• _Text provided_:
○ ○ ○
1. Implement MAE  and RMSE as errors' estimators for [Movie Lens](http://grouplens.org/datasets/movielens/) data with 100,000 ratings (refer MoveLens100k old dataset).  
As a training set you need a file with .base extension, but a testing set has extension .test: the pairs of files u1.base and u1.test, ..., and u5.base and u5.test, respectively. Each such pair is the 80%/20% random split of the input data for all users $u$ into test and training sets.

2. For each method (user-based and item-based) plot MAE and RMSE dependence by the number of neighbours  in a range from 1 to 100 with a reasonable step.

3. Imagine that you are not satisfied with your prediction quality (e.g. MAE>1.0), then try formulas 2.6 and 2.7 from the review http://files.grouplens.org/papers/FnT%20CF%20Recsys%20Survey.pdf.

There are alternative formulas: $r_{u,i} = k\sum\limits_{u^\prime \in U}\operatorname{sim}(u,u^\prime)r_{u^\prime, i} \mbox{ (the case of user-based model):}$
$$r_{u,i} = \frac{1}{N}\sum\limits_{u^\prime \in U}r_{u^\prime, i}$$
$$r_{u,i} = \bar{r_u} +  k\sum\limits_{u^\prime \in U} sim(u,u^\prime)(r_{u^\prime, i}-\bar{r_{u^\prime}} ) \mbox{, где } k =1/\sum_{u^\prime \in U}|\operatorname{sim}(u,u^\prime)|.$$

4. Compare the results as in 1 and 2.
○ ○ ○
• _Excerpted data_:
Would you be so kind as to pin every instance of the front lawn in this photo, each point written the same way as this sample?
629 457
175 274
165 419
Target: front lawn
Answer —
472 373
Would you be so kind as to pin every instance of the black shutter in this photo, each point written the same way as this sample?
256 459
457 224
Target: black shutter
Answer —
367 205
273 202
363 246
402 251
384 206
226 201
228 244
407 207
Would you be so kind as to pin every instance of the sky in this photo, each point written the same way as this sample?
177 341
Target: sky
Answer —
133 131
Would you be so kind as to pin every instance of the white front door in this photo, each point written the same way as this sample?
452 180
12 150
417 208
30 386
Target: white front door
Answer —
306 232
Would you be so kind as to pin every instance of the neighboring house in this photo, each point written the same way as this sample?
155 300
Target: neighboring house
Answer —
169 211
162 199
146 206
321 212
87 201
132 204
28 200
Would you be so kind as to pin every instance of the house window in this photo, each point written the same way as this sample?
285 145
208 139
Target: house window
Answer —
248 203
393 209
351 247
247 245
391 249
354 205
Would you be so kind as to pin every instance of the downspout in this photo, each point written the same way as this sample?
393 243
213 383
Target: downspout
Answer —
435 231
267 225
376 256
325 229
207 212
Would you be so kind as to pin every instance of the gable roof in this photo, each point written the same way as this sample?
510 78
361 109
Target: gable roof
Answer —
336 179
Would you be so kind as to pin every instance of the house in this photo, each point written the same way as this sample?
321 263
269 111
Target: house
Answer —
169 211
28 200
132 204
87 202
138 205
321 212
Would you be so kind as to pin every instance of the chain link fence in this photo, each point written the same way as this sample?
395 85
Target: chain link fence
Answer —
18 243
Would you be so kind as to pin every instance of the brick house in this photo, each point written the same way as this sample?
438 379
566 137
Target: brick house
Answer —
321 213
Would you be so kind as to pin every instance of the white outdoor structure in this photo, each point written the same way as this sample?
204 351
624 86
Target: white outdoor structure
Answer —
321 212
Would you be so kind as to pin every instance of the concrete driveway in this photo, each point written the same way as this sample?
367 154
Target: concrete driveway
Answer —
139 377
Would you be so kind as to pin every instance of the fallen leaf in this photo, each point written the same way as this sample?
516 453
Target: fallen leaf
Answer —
○ ○ ○
• _Requirement 1_: Rewrite the MovieLens assignment between "1. Implement MAE" and "a reasonable step.", inclusive, changing "testing set" to "validation set".
• _Requirement 2_: Go on with the MovieLens assignment, picking up right after its final line.
The items have no role in this work.

• _Expected output 1_:
1. Implement MAE  and RMSE as errors' estimators for [Movie Lens](http://grouplens.org/datasets/movielens/) data with 100,000 ratings (refer MoveLens100k old dataset).  
As a training set you need a file with .base extension, but a validation set has extension .test: the pairs of files u1.base and u1.test, ..., and u5.base and u5.test, respectively. Each such pair is the 80%/20% random split of the input data for all users $u$ into test and training sets.

2. For each method (user-based and item-based) plot MAE and RMSE dependence by the number of neighbours  in a range from 1 to 100 with a reasonable step.

• _Expected output 2_:
5. How MAE (RMSE) varies by the top-$n$ size: $n \in \{1,3,5,10,15,20,30,40,50,100\}$? 

6. Which movies are recommended more often -- popular with high ratings or rare ones (i.e. with low number of ratings) with high ratings?

7. What to do if the neigbourhood (similar users or items to a target user or a certain item) is too small? How to evaluate the confidence of such recommendations? 

8. Describe how different the top-$n$ lists for user-based and item-based methods are, respectively. Try to improve the results by grid search on $\beta$ parameter for MAE (RMSE) minimisation in hybrid recommendations depending on the number of neighbours (or top-$n$ size):
$$\beta\cdot r^{user-based}_{ui} + (1-\beta)\cdot r^{item-based}_{ui}, \mbox{ where } 0 \leq \beta \leq 1.$$ Report the quality in terms of MAE and RMSE along with the optimal $\beta$.